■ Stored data
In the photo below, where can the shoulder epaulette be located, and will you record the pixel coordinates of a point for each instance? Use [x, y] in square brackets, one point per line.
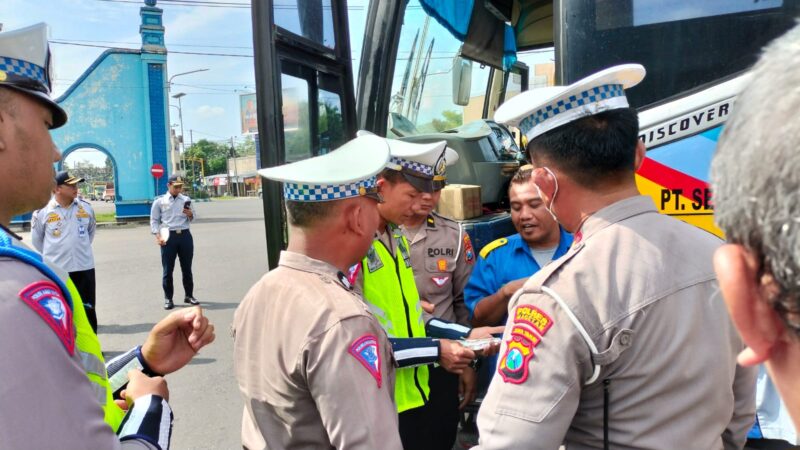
[488, 248]
[444, 220]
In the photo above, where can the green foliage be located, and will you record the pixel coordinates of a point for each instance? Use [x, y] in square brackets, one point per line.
[246, 147]
[451, 119]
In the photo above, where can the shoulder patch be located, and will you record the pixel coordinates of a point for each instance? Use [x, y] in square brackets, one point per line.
[529, 327]
[495, 244]
[45, 298]
[365, 351]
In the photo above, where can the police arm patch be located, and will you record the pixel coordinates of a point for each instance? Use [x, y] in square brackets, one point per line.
[469, 252]
[530, 326]
[365, 351]
[46, 299]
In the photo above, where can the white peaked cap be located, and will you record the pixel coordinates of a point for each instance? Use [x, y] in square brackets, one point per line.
[348, 171]
[538, 111]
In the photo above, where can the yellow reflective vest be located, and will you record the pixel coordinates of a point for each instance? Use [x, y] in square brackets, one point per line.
[391, 293]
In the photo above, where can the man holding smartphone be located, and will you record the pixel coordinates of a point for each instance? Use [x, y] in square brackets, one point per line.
[170, 217]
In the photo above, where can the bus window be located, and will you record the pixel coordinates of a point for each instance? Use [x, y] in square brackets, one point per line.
[312, 19]
[296, 128]
[422, 85]
[683, 44]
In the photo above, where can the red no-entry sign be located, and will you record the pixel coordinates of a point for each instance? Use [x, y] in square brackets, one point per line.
[157, 170]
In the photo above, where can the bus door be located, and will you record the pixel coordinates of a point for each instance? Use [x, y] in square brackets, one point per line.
[306, 104]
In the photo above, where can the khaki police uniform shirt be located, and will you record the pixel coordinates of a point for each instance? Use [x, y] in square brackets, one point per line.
[443, 258]
[65, 235]
[314, 366]
[46, 400]
[643, 287]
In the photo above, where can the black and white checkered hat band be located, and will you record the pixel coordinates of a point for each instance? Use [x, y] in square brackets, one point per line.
[23, 69]
[400, 163]
[325, 192]
[607, 96]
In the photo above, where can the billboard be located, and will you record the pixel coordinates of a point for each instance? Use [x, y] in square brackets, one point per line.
[248, 113]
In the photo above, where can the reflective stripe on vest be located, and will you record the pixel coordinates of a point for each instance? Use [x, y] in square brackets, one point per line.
[391, 293]
[86, 343]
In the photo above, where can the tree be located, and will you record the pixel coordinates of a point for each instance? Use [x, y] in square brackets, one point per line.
[246, 147]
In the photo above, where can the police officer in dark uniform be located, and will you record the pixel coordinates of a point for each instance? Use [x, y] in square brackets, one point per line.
[170, 217]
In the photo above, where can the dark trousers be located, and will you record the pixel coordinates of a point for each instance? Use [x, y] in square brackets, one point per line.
[443, 407]
[85, 284]
[182, 246]
[433, 426]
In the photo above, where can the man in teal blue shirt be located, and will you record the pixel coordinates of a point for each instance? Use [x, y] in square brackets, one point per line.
[505, 264]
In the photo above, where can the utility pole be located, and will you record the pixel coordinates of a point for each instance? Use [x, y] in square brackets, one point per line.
[235, 169]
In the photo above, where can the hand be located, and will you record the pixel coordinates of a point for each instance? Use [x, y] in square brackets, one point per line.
[467, 387]
[490, 350]
[509, 289]
[174, 341]
[140, 385]
[454, 357]
[485, 332]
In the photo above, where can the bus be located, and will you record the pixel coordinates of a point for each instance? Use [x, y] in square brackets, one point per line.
[424, 70]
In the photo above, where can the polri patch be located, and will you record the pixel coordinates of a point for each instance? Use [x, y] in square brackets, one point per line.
[440, 281]
[469, 253]
[519, 351]
[373, 261]
[46, 299]
[533, 316]
[365, 350]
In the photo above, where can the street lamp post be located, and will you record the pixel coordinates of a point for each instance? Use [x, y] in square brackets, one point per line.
[180, 120]
[180, 113]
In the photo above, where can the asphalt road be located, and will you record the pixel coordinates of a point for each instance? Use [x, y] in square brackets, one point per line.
[230, 255]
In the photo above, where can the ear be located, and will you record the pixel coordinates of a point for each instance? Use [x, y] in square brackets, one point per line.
[641, 151]
[545, 183]
[350, 211]
[759, 325]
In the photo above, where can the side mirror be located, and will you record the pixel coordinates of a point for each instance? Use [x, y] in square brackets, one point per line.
[462, 80]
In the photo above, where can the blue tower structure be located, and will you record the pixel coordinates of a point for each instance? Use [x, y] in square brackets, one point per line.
[120, 107]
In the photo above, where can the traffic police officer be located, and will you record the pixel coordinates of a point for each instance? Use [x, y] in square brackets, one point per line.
[623, 342]
[53, 374]
[442, 258]
[170, 218]
[63, 231]
[386, 278]
[505, 264]
[314, 366]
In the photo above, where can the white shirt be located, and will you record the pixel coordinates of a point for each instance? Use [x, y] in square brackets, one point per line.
[167, 212]
[65, 235]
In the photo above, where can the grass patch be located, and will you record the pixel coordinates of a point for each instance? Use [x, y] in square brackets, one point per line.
[105, 217]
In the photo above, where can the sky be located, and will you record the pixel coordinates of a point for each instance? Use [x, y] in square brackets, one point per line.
[211, 105]
[82, 29]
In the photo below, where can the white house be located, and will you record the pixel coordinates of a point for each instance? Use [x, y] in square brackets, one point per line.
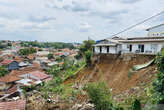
[152, 44]
[144, 45]
[107, 46]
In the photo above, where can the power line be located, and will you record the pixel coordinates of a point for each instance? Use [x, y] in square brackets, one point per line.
[137, 24]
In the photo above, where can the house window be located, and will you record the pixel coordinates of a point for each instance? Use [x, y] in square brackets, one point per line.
[107, 49]
[141, 47]
[154, 46]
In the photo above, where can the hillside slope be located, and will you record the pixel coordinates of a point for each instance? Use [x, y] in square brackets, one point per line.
[114, 71]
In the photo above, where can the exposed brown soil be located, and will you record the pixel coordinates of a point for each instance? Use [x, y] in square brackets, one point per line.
[114, 71]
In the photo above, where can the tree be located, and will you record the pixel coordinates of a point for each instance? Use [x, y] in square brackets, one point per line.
[3, 71]
[88, 55]
[68, 63]
[54, 70]
[50, 56]
[158, 83]
[136, 105]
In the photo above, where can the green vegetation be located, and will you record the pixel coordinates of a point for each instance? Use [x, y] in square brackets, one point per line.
[3, 71]
[50, 56]
[27, 51]
[158, 84]
[136, 105]
[88, 55]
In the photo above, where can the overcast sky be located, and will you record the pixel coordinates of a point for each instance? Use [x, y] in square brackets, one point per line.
[75, 20]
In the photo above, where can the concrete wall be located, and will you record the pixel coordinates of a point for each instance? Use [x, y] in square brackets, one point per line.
[112, 49]
[148, 47]
[158, 31]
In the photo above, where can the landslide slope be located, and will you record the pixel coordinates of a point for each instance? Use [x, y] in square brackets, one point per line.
[114, 70]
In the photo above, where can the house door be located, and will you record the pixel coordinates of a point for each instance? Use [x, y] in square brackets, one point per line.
[100, 49]
[142, 48]
[107, 49]
[130, 48]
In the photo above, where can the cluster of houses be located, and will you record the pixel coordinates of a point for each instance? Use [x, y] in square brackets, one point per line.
[151, 44]
[26, 71]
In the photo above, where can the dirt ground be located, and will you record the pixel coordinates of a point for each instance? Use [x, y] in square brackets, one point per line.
[114, 71]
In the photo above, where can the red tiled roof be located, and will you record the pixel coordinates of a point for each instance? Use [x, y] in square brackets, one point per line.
[12, 90]
[31, 57]
[41, 75]
[9, 78]
[18, 59]
[23, 71]
[14, 105]
[6, 62]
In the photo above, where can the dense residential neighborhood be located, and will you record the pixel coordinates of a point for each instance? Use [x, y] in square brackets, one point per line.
[150, 44]
[21, 68]
[81, 54]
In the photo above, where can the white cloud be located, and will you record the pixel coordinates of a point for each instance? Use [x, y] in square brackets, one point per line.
[85, 27]
[75, 20]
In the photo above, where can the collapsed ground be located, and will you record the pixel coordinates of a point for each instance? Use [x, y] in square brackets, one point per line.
[112, 69]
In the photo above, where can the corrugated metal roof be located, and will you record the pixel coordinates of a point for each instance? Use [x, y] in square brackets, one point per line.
[14, 105]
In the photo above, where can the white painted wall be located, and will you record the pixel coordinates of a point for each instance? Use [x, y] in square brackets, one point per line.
[147, 47]
[158, 31]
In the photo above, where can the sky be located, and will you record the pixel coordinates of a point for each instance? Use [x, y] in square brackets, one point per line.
[75, 20]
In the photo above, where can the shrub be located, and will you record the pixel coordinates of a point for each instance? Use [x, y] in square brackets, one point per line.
[50, 56]
[88, 55]
[3, 71]
[136, 105]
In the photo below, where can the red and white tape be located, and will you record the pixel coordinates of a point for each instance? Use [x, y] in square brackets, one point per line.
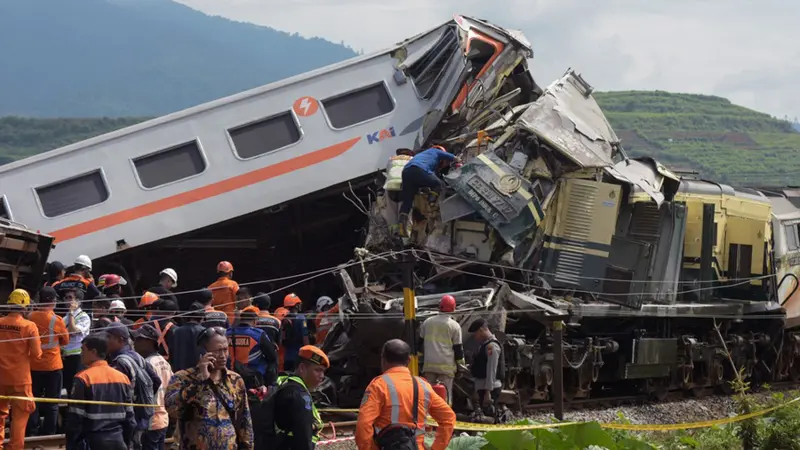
[331, 441]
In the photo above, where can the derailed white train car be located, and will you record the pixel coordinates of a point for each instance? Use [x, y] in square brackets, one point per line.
[263, 147]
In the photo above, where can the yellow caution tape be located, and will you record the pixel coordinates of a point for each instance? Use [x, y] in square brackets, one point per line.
[339, 410]
[71, 401]
[479, 427]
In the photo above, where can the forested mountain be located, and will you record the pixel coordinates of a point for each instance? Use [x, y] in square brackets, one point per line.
[94, 58]
[704, 133]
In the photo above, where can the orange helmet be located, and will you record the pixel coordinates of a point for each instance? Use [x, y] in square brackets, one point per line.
[148, 299]
[447, 303]
[252, 309]
[291, 300]
[315, 355]
[224, 267]
[110, 280]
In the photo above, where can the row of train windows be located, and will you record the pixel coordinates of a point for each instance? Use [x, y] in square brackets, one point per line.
[186, 160]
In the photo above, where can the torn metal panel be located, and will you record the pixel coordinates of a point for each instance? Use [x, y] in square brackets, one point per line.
[467, 300]
[455, 207]
[569, 119]
[642, 175]
[536, 307]
[506, 200]
[466, 23]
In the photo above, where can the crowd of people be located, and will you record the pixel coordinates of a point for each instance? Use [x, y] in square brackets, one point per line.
[209, 376]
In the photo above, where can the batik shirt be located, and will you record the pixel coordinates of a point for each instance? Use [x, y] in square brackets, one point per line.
[203, 420]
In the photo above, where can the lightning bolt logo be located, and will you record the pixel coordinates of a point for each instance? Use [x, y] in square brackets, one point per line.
[305, 106]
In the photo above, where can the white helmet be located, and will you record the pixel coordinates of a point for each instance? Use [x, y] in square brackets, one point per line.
[323, 302]
[84, 261]
[172, 274]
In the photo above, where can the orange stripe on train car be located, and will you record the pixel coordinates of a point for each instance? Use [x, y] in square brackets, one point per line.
[204, 192]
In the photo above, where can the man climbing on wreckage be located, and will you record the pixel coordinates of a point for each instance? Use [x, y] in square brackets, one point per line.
[421, 172]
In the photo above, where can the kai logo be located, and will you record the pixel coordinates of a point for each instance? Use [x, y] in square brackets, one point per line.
[386, 133]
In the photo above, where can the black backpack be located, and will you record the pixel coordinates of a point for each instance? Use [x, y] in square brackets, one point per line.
[401, 437]
[252, 379]
[265, 437]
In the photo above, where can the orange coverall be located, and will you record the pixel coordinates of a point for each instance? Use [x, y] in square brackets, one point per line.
[224, 291]
[378, 411]
[19, 345]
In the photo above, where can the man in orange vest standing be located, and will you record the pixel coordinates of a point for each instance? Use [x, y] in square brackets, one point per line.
[225, 290]
[396, 404]
[19, 345]
[46, 373]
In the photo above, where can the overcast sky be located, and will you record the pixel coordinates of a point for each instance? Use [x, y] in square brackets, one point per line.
[745, 50]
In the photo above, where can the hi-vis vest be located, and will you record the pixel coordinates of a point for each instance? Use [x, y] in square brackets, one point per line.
[318, 424]
[51, 333]
[243, 344]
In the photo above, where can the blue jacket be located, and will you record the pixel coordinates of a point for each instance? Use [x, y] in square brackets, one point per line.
[428, 160]
[251, 346]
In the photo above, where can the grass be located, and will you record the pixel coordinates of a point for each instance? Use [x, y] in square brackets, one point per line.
[707, 134]
[703, 133]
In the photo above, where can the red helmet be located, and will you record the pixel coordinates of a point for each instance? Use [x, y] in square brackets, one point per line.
[447, 303]
[224, 267]
[110, 280]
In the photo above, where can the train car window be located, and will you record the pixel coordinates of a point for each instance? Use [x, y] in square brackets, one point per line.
[792, 236]
[71, 195]
[426, 72]
[358, 106]
[5, 213]
[172, 164]
[265, 136]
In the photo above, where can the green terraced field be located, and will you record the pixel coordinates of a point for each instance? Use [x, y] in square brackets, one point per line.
[708, 134]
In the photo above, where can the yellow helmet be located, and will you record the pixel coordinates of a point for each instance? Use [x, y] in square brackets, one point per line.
[19, 297]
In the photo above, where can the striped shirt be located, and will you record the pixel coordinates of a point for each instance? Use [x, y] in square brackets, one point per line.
[83, 323]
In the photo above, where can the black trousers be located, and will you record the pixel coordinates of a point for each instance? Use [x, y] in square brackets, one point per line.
[154, 439]
[111, 441]
[415, 178]
[72, 365]
[46, 385]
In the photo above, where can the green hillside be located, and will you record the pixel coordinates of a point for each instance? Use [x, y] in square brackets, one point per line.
[96, 58]
[707, 134]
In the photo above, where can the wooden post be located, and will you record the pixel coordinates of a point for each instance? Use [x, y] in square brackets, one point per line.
[410, 312]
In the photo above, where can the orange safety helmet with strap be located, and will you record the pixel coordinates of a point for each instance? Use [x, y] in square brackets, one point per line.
[447, 303]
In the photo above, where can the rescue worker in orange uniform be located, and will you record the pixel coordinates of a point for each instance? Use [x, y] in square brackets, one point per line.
[46, 373]
[396, 404]
[156, 310]
[225, 290]
[19, 345]
[266, 321]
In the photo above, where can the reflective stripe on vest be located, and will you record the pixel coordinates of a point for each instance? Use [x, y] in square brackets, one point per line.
[162, 341]
[318, 425]
[394, 402]
[51, 329]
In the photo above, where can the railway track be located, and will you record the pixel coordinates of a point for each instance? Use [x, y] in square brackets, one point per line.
[57, 441]
[345, 428]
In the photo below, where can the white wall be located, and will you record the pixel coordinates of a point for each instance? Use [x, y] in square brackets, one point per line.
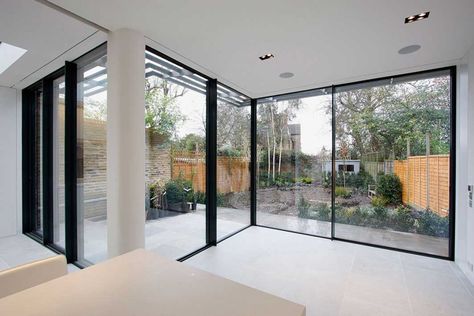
[465, 166]
[10, 162]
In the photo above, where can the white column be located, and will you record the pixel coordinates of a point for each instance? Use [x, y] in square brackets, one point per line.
[125, 142]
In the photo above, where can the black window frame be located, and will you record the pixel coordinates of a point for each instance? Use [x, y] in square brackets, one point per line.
[69, 70]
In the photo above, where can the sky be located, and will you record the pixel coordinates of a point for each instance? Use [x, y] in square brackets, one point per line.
[315, 124]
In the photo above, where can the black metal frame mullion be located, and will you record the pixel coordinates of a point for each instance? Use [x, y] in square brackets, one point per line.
[47, 161]
[211, 162]
[333, 164]
[70, 145]
[28, 161]
[253, 162]
[452, 165]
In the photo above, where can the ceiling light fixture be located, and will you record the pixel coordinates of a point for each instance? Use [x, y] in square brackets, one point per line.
[9, 54]
[409, 49]
[266, 56]
[417, 17]
[286, 75]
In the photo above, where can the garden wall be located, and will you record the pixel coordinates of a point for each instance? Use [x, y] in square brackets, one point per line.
[425, 182]
[93, 181]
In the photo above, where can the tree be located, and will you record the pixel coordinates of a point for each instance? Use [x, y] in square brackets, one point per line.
[233, 128]
[161, 113]
[275, 120]
[191, 143]
[95, 110]
[382, 119]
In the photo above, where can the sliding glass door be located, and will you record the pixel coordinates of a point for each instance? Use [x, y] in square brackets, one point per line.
[58, 194]
[92, 156]
[393, 159]
[294, 162]
[233, 161]
[175, 157]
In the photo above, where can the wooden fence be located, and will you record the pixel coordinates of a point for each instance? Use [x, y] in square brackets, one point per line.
[233, 173]
[425, 182]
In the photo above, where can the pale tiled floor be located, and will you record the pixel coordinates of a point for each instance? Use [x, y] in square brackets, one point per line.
[329, 277]
[177, 236]
[338, 278]
[20, 249]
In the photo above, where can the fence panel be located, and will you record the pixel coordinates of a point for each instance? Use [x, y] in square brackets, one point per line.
[232, 172]
[425, 182]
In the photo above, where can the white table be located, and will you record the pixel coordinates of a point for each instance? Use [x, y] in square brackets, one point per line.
[143, 283]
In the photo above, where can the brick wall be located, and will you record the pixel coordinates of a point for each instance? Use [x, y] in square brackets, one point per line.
[92, 183]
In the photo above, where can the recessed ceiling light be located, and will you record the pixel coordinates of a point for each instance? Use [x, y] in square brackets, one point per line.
[286, 75]
[8, 55]
[409, 49]
[266, 56]
[417, 17]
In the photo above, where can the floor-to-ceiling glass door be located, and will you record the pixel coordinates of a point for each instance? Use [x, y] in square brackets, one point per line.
[294, 145]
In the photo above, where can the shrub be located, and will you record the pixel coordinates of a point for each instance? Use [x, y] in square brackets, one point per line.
[430, 223]
[303, 208]
[389, 187]
[179, 190]
[381, 216]
[306, 180]
[403, 219]
[379, 201]
[322, 211]
[342, 192]
[200, 198]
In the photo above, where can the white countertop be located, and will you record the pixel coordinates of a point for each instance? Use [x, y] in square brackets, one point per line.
[143, 283]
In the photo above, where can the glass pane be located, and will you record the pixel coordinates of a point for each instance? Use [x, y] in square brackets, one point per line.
[392, 162]
[38, 210]
[175, 122]
[233, 161]
[92, 157]
[58, 161]
[294, 161]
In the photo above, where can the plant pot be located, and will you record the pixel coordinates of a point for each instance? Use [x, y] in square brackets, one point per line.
[182, 207]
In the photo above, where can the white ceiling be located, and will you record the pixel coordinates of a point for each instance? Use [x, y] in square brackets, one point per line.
[49, 36]
[321, 42]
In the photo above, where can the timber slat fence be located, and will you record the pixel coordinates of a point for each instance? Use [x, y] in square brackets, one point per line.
[233, 173]
[425, 182]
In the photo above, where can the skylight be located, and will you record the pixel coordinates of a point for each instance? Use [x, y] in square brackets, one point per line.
[8, 55]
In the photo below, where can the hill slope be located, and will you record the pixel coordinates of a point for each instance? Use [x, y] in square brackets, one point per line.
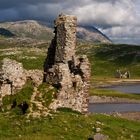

■ Exercise brief
Gather each line in the rows above that contains the string "below" and copy every such line in full.

■ Written solution
In the photo below, where can the shoulder epaulette be located, and will you record the pixel coordinates of a point for each instance? Use [x, y] in square brackets, one point per line.
In the photo below, where can the white house be located, and will you record the pixel coordinates of a point for each instance? Use [x, y] in square brackets, one point per line.
In the photo below, where can the red and white tape be located, and will you record the pixel coordinates of a point for each instance? Use [x, y] in square brackets, one point per line.
In the photo below, where can the white wall be located, and will you record the pixel coordinates of a point for each instance? Use [x, y] in square brackets, one point per line.
In the photo below, where can the hill slope be located, and will you record the pixel coordinates of a point for each instance? Use [x, y] in square brackets, one point per line.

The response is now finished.